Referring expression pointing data
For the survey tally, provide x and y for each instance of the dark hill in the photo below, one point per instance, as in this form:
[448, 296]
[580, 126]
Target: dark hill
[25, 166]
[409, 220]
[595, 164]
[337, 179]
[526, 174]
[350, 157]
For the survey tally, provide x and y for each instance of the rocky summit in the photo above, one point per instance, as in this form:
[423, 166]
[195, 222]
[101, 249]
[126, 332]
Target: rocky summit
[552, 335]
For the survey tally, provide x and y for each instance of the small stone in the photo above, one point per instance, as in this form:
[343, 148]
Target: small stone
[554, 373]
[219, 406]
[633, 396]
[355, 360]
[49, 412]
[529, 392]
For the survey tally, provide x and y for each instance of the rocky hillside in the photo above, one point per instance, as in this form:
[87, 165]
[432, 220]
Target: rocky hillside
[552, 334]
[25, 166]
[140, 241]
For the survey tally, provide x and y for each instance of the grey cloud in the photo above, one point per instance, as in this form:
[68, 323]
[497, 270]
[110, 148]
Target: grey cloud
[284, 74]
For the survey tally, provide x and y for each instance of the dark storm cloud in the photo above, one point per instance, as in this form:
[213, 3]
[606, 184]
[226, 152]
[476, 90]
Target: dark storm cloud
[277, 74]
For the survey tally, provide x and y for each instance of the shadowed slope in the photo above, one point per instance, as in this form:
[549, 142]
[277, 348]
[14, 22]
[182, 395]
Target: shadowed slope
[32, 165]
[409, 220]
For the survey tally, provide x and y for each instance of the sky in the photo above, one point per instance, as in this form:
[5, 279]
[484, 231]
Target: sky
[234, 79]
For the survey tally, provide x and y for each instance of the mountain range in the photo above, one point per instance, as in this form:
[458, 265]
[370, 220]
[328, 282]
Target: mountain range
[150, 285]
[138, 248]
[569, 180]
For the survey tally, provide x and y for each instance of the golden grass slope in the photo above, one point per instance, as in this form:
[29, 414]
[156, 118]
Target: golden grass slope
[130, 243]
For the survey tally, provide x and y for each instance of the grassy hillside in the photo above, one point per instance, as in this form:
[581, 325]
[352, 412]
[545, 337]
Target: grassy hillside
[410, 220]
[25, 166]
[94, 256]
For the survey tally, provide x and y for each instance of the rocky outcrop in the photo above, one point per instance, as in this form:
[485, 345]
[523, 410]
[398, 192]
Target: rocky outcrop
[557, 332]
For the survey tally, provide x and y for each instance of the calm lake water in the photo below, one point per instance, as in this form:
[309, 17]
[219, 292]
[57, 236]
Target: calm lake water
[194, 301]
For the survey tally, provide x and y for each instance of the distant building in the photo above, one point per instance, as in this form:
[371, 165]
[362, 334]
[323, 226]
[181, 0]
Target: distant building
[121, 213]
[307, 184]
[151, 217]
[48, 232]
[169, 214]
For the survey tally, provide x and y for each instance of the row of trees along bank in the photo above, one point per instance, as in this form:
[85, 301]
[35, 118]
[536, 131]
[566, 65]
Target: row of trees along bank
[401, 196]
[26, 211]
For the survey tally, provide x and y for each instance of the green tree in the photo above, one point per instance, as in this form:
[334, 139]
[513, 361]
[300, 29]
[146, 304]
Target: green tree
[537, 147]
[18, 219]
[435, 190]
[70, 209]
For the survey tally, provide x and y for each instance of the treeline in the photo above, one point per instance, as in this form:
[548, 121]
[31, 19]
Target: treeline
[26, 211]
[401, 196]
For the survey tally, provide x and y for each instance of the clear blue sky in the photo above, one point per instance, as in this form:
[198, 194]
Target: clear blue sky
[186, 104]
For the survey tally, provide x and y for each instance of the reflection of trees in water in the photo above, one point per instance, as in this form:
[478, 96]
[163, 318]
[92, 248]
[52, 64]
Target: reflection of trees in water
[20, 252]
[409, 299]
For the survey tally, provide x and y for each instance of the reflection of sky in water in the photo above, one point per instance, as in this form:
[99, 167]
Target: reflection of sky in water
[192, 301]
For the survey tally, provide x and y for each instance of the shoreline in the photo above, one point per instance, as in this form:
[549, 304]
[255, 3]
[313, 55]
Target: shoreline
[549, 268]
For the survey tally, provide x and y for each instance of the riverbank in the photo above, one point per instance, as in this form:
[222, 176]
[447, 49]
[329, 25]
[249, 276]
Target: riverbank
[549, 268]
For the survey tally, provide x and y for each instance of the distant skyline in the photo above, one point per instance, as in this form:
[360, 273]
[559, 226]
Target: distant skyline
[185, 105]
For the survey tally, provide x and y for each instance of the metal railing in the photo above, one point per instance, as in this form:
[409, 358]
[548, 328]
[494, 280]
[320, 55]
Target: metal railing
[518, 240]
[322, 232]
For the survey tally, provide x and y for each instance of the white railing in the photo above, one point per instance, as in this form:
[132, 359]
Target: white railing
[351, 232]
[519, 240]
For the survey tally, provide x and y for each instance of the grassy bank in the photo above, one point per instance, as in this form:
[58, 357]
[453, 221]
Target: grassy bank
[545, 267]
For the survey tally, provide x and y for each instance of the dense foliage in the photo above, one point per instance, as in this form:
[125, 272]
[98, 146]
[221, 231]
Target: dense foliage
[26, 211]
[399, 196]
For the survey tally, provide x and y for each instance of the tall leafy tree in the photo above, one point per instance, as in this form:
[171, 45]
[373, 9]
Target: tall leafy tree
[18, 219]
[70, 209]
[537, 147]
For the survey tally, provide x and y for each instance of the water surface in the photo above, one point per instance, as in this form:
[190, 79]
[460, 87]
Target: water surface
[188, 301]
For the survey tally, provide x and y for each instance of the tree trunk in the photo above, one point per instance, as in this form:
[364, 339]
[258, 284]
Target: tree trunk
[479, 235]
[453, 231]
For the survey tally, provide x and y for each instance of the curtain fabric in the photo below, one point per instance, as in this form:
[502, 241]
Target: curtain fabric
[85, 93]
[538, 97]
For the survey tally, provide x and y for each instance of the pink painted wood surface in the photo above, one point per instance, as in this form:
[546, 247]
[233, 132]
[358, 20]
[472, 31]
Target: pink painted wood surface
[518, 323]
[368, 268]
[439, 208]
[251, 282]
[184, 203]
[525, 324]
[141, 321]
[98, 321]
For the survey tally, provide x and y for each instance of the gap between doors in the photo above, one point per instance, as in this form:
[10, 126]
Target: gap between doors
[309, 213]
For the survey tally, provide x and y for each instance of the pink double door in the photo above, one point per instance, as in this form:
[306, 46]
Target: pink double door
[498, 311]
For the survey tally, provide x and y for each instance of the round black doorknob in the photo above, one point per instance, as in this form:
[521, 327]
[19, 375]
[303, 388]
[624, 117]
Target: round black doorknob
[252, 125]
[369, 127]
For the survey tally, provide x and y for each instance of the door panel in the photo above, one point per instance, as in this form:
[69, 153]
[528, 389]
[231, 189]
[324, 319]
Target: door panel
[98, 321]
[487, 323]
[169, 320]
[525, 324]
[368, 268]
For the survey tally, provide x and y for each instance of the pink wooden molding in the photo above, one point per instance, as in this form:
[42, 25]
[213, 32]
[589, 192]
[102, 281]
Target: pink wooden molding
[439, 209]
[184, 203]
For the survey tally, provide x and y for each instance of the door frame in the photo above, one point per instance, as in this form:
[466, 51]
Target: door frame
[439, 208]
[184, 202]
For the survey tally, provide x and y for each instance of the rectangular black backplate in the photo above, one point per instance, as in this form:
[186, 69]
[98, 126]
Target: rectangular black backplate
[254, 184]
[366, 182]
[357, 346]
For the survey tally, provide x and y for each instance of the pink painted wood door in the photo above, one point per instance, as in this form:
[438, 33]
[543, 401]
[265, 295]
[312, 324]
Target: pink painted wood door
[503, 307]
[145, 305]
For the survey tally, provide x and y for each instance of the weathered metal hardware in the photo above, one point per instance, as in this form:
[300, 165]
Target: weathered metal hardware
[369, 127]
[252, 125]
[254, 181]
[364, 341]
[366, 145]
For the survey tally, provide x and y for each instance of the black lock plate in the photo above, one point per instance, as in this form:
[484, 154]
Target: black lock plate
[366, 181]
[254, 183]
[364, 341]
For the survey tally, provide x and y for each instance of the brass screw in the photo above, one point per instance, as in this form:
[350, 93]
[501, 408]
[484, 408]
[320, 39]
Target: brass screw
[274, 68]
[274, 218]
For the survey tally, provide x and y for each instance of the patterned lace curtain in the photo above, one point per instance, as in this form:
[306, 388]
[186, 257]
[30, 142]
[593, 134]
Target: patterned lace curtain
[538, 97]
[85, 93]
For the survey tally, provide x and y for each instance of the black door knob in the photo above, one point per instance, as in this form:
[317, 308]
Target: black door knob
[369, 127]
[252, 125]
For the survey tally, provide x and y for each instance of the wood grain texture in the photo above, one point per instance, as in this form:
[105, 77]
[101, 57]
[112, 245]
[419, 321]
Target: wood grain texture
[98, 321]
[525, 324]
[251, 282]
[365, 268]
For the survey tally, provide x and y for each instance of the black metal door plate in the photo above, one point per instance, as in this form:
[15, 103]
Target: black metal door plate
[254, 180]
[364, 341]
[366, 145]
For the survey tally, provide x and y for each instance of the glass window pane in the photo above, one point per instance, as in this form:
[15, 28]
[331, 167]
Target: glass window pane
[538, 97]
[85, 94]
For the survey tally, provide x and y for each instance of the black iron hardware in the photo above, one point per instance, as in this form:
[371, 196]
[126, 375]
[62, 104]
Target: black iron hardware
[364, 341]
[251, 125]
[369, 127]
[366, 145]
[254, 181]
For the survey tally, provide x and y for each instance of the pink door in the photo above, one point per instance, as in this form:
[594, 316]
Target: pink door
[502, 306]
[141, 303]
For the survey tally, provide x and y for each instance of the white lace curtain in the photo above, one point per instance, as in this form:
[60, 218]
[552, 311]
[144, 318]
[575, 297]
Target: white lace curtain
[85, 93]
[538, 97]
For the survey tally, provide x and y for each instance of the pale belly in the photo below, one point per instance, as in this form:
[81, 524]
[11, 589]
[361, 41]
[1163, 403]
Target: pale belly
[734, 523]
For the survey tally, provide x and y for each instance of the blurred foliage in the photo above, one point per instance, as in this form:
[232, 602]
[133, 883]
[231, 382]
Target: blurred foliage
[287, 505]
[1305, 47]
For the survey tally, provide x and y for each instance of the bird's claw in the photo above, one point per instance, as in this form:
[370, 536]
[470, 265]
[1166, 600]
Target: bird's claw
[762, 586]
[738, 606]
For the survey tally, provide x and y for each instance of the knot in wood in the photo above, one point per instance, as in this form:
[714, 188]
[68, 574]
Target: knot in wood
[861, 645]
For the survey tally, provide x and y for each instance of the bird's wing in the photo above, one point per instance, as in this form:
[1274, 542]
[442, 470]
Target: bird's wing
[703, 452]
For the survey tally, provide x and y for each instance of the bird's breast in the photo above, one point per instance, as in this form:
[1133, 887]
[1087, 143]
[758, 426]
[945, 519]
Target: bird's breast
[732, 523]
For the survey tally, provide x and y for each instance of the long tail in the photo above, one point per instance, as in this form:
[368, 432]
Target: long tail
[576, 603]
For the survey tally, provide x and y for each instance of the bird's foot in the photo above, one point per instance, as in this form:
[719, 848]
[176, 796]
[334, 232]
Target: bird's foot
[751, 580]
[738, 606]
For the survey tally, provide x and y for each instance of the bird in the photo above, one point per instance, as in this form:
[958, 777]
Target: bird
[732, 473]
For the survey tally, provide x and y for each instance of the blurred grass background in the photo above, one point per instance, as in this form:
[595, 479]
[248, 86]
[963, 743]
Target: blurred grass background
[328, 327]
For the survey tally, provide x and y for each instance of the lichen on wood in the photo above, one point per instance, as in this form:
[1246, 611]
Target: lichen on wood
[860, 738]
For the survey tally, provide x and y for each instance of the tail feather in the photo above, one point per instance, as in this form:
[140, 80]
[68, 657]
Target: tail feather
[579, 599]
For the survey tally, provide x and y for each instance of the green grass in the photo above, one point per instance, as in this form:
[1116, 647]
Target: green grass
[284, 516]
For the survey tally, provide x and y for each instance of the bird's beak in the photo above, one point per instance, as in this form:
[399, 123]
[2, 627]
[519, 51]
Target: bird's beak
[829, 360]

_Task instructions_: If the string "below" appears in a line of the entries, report the line.

_Task response_:
For the survey tally, provide x and y for each instance of the dark hill in the photo below, one point per instance, as in this form:
For the survey tally, provide x and y for each instance of the calm lake water in the photo below, one point per instance, as in this form:
For the survey tally, provide x and y for each instance of the curtain fabric in the photo below, one point per instance, as in this form:
For the survey tally, provide x and y for each instance of the pale belly in the photo below, one point per instance, as in this form:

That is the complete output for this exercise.